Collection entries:
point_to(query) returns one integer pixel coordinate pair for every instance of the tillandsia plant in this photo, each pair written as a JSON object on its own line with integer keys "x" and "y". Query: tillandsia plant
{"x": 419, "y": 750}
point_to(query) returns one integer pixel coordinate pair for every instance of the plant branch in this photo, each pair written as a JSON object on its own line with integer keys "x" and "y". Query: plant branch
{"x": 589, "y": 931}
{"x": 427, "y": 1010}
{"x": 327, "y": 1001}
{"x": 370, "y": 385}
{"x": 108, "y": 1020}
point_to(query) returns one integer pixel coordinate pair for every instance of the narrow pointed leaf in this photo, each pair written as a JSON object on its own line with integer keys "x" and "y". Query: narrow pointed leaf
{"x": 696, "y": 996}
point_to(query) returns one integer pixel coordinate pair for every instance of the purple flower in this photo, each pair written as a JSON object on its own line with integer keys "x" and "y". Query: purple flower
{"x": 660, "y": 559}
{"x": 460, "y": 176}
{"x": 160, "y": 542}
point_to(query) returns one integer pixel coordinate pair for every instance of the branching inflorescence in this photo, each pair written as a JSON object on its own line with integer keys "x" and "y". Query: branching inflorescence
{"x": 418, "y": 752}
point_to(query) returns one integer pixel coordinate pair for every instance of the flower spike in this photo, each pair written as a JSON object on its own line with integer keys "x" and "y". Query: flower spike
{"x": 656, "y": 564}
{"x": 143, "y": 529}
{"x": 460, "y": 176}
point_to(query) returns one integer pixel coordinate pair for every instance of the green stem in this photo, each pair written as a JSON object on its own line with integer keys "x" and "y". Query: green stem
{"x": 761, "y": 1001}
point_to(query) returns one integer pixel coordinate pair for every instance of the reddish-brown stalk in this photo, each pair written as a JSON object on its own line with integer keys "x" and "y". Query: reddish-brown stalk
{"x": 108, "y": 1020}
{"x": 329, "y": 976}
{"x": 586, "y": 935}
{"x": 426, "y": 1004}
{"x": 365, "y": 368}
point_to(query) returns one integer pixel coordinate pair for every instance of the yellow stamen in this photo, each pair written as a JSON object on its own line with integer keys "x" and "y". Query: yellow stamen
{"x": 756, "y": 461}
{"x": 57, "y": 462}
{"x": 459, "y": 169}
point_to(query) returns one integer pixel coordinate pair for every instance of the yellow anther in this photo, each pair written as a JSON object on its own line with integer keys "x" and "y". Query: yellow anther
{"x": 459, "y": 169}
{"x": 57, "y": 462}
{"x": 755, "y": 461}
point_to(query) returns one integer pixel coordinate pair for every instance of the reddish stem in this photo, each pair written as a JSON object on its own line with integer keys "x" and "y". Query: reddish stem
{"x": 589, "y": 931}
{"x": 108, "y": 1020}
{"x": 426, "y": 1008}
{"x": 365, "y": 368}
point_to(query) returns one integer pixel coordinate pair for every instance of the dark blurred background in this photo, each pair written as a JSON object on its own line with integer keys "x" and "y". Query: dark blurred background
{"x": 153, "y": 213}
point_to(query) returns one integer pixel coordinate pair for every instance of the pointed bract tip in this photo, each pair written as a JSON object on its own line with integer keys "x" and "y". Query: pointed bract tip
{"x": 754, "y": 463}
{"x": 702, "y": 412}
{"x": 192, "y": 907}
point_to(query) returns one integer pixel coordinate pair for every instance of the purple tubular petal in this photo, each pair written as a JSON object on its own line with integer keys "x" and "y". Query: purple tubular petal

● Your task
Set all of the entries down again, exactly as they were given.

● Task solution
point_to(query) returns one integer pixel coordinate pair for every instance of the tillandsia plant in this photo, each pair written as a JSON object on its own line with integer keys "x" and "y". Query: tillandsia plant
{"x": 419, "y": 750}
point_to(query) returns one integer pixel coordinate pair for every instance of the plant branch in this photo, each pair written as a JSON object on its own line with integer keys "x" and "y". Query: plant branch
{"x": 589, "y": 931}
{"x": 427, "y": 1010}
{"x": 327, "y": 1001}
{"x": 370, "y": 385}
{"x": 108, "y": 1020}
point_to(query) returns one integer pixel coordinate pair for every instance of the narrow pointed leaf in this photo, each pair written as a JSON object on its own line with integer keys "x" and "y". Query: narrow pointed leaf
{"x": 696, "y": 996}
point_to(query) returns one integer pixel coordinate pair for every instance of the purple flower in this photo, each pair written as a JSON object on its own line with integer keys "x" and "y". Query: purple flower
{"x": 660, "y": 559}
{"x": 460, "y": 176}
{"x": 160, "y": 542}
point_to(query) returns one integer pixel coordinate pair for every instance of the branching inflorescence in this photo, each pair written as a JSON object on its own line with integer keys "x" and "y". Query: branching inflorescence
{"x": 418, "y": 752}
point_to(query) returns one integer pixel coordinate pair for every instance of the flower spike in this photo, each pair written as a JSON object on its own line with integer keys "x" and "y". Query: flower spike
{"x": 656, "y": 564}
{"x": 143, "y": 529}
{"x": 460, "y": 176}
point_to(query) returns one integer pixel coordinate pair for every instance of the green stem in this photo, each pair written as a JSON object on its own line with integer keys "x" and "y". Query: green stem
{"x": 761, "y": 1001}
point_to(query) returns one integer pixel coordinate pair for every instance of the reddish-brown stalk in this photo, each pair written as a JSON object on its own line with integer keys "x" and "y". Query: reddish-brown stalk
{"x": 108, "y": 1020}
{"x": 329, "y": 976}
{"x": 586, "y": 935}
{"x": 426, "y": 1004}
{"x": 365, "y": 368}
point_to(query) returns one integer pixel coordinate pair for every instance of the yellow stamen in this photo, each pair written as a JSON object on its own line with integer keys "x" and "y". Query: yellow stamen
{"x": 756, "y": 461}
{"x": 57, "y": 462}
{"x": 459, "y": 169}
point_to(query) returns one integer pixel coordinate pair for every instance of the yellow anther in this photo, each pair written as a JSON object on its own line with integer keys "x" and "y". Query: yellow anther
{"x": 459, "y": 169}
{"x": 57, "y": 462}
{"x": 755, "y": 461}
point_to(query) returns one integer pixel coordinate pair for every instance of the reddish stem in this photo, each pair written as a JSON object on its own line with integer keys "x" and "y". Query: reddish stem
{"x": 589, "y": 931}
{"x": 108, "y": 1020}
{"x": 426, "y": 1008}
{"x": 365, "y": 368}
point_to(query) returns one integer pixel coordinate pair for every instance of the dark blurred background in this photo, each pair written as a JSON object on its own line with integer keys "x" and "y". Query: dark blurred background
{"x": 153, "y": 213}
point_to(query) returns one integer pixel coordinate pair for every instance of the pointed bract tip in this photo, each pair written as a JSON object on its own line with integer keys "x" and "y". Query: pointed bract tip
{"x": 754, "y": 463}
{"x": 702, "y": 412}
{"x": 192, "y": 907}
point_to(query) returns one integer pixel coordinate pair for every instance of the purple tubular petal in this photo, each pair written as a JSON object on its own line with integer keys "x" and "y". Query: purple tubular petal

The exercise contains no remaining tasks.